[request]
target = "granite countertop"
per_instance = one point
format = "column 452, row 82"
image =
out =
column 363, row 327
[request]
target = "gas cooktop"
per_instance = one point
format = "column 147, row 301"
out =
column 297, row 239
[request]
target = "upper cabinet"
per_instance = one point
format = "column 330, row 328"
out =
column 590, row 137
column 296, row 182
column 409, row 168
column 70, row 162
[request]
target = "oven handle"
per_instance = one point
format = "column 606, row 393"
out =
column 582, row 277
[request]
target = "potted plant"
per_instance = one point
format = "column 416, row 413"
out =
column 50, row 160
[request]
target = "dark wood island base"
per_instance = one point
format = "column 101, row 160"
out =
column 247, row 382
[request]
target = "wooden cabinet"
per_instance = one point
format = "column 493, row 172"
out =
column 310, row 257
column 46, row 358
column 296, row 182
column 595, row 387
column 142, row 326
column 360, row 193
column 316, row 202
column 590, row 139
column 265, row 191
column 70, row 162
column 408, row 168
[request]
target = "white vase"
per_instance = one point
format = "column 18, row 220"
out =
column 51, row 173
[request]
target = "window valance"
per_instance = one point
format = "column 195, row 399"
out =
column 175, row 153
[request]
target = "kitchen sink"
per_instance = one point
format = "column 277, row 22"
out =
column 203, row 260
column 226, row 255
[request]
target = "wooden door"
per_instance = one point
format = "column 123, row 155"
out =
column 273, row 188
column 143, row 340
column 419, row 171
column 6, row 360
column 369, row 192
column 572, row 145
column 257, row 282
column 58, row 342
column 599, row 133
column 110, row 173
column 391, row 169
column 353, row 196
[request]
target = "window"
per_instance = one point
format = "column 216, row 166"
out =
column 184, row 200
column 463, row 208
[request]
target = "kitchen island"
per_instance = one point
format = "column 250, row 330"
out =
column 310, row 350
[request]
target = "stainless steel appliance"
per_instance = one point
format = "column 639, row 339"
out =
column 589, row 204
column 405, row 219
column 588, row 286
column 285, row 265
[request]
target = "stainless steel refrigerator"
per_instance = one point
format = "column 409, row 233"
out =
• • • • • • •
Every entry must be duplicated exactly as it stands.

● **FINISHED TASK**
[request]
target = "granite countertop"
per_instance = one point
format = "column 452, row 82"
image =
out =
column 363, row 327
[request]
target = "gas cooktop"
per_instance = one point
format = "column 147, row 301"
out =
column 297, row 239
[request]
target = "upper cabinet"
per_instance = one point
format = "column 330, row 328"
out =
column 590, row 137
column 296, row 182
column 409, row 168
column 70, row 162
[request]
target = "oven handle"
per_instance = one point
format = "column 606, row 393"
out =
column 582, row 277
[request]
target = "potted plant"
per_instance = one point
format = "column 416, row 413"
out =
column 50, row 160
[request]
target = "dark wood island base"
per_instance = one point
format = "column 101, row 160"
out =
column 247, row 382
[request]
target = "wooden cabinet"
per_instance = one point
format = "column 493, row 172"
out =
column 310, row 257
column 46, row 358
column 296, row 182
column 595, row 387
column 142, row 326
column 360, row 193
column 316, row 202
column 590, row 139
column 265, row 191
column 70, row 162
column 408, row 168
[request]
target = "white vase"
per_instance = one point
format = "column 18, row 220"
out =
column 51, row 173
[request]
target = "window valance"
per_instance = one point
format = "column 195, row 399"
out =
column 175, row 153
[request]
target = "kitchen sink"
per_instance = one point
format = "column 277, row 22"
out =
column 203, row 260
column 226, row 255
[request]
target = "wooden door"
per_instance = one point
format = "column 123, row 155"
out =
column 273, row 188
column 143, row 340
column 419, row 171
column 6, row 360
column 369, row 192
column 572, row 145
column 257, row 282
column 58, row 342
column 599, row 133
column 110, row 173
column 391, row 169
column 353, row 196
[request]
target = "window"
per_instance = one point
format = "column 216, row 166"
out =
column 184, row 200
column 463, row 208
[request]
target = "kitchen island"
per_instance = one point
format = "column 250, row 330"
out =
column 310, row 350
[request]
target = "stainless steel appliance"
per_instance = one point
format = "column 639, row 339"
out =
column 589, row 204
column 405, row 219
column 588, row 286
column 285, row 265
[request]
target = "stainless steel refrigerator"
per_instance = one point
format = "column 409, row 233"
out =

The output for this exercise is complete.